Problem details:
Show every line below that contains the word "wreath", matching its case exactly.

Excerpted data:
— begin —
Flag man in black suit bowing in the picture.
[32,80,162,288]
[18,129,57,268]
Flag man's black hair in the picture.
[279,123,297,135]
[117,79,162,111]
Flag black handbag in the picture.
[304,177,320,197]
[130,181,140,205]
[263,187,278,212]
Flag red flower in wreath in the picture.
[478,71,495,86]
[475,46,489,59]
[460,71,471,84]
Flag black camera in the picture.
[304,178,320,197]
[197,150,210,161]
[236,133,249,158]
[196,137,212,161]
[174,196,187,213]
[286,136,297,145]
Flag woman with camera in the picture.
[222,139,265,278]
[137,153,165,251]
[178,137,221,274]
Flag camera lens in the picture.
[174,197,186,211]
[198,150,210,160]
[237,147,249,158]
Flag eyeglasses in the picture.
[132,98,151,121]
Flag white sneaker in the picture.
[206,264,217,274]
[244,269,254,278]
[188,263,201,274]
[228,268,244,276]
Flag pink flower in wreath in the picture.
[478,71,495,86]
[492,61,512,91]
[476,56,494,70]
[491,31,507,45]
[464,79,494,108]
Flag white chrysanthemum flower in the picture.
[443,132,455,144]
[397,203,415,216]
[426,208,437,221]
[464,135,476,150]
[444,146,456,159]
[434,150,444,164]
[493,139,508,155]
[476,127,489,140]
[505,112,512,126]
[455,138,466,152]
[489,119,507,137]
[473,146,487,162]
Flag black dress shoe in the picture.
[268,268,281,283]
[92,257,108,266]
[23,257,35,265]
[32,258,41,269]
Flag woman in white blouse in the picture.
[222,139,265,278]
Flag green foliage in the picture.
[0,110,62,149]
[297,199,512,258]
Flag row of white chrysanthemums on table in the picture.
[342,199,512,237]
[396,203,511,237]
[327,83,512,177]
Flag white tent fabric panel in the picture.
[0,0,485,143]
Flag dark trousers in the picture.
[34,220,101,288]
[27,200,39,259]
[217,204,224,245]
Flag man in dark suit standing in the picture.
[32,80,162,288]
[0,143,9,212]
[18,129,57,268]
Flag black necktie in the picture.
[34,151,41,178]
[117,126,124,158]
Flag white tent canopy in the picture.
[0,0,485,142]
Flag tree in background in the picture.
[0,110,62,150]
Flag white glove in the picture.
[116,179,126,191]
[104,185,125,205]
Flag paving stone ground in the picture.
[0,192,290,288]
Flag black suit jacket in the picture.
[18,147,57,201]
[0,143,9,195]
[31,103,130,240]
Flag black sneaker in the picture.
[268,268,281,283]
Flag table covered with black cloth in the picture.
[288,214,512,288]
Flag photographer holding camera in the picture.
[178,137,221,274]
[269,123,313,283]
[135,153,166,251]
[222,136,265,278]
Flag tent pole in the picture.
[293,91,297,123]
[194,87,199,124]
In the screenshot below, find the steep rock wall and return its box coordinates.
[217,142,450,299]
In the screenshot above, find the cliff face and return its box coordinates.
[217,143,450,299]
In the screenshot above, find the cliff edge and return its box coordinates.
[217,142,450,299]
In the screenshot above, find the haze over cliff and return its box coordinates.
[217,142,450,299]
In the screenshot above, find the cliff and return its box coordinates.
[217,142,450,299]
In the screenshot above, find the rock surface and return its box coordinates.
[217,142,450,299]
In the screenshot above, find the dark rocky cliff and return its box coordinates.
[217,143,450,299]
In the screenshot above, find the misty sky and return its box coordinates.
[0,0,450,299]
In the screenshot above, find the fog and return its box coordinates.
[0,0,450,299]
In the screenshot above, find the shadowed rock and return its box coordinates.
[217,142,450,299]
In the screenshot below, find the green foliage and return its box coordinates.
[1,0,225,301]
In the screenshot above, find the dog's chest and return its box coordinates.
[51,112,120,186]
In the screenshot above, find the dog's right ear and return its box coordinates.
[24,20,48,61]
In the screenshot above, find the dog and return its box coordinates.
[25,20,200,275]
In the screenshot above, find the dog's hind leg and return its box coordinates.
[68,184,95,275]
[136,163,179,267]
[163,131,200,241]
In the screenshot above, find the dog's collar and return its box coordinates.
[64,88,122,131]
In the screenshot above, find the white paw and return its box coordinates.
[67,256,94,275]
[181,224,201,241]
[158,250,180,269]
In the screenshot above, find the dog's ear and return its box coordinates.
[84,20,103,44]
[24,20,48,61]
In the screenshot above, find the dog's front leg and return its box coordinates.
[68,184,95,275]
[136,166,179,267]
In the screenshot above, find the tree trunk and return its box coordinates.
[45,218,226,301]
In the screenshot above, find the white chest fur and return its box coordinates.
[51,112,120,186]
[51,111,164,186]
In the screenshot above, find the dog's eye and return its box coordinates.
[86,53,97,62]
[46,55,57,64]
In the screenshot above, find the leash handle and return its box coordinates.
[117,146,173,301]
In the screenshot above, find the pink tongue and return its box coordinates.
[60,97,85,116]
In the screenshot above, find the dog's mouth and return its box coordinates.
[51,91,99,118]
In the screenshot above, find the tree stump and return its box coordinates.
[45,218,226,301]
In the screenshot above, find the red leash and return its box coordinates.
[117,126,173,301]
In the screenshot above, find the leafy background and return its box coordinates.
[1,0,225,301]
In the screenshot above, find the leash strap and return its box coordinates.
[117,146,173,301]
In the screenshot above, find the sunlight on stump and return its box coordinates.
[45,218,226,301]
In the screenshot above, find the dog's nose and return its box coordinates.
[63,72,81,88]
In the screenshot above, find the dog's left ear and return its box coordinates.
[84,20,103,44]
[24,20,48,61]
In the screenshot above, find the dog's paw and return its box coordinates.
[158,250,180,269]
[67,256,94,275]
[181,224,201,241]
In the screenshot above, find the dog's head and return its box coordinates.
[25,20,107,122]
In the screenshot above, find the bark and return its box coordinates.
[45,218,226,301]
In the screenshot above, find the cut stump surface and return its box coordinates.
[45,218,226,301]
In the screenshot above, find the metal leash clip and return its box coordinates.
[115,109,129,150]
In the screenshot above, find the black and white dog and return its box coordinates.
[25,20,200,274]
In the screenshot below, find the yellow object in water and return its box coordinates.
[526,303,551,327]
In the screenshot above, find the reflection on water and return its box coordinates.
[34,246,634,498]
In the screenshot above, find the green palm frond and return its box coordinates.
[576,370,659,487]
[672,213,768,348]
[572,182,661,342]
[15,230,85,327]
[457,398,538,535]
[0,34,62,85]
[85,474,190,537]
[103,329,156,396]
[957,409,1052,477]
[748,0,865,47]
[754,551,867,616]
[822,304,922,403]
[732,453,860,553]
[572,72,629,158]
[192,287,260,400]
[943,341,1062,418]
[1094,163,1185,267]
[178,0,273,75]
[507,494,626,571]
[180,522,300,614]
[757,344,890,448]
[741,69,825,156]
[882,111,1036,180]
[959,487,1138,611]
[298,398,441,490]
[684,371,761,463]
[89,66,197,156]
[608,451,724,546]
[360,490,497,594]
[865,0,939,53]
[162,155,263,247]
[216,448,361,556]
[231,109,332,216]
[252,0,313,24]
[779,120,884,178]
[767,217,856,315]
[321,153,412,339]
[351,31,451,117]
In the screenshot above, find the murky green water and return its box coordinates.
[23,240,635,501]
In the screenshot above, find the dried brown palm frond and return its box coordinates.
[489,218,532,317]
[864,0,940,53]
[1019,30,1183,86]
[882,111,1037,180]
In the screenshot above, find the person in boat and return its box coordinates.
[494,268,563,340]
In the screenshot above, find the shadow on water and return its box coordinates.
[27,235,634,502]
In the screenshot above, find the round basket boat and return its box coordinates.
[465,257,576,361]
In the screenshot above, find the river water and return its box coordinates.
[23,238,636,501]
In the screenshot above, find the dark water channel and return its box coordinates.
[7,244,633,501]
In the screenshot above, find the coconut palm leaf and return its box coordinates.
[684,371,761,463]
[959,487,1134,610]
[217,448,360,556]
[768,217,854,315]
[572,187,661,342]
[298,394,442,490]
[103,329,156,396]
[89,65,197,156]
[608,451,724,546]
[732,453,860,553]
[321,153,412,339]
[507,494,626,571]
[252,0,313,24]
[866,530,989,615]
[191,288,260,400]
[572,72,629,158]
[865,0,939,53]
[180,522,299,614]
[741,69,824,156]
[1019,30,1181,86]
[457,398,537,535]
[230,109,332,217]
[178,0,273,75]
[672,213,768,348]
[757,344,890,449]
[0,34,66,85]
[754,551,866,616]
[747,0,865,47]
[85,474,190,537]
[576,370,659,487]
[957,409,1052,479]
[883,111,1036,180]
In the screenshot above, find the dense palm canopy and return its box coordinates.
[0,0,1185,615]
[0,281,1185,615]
— end —
Written solution:
Flag red flower in wreath in the picture.
Flag pink flower in wreath in the picture.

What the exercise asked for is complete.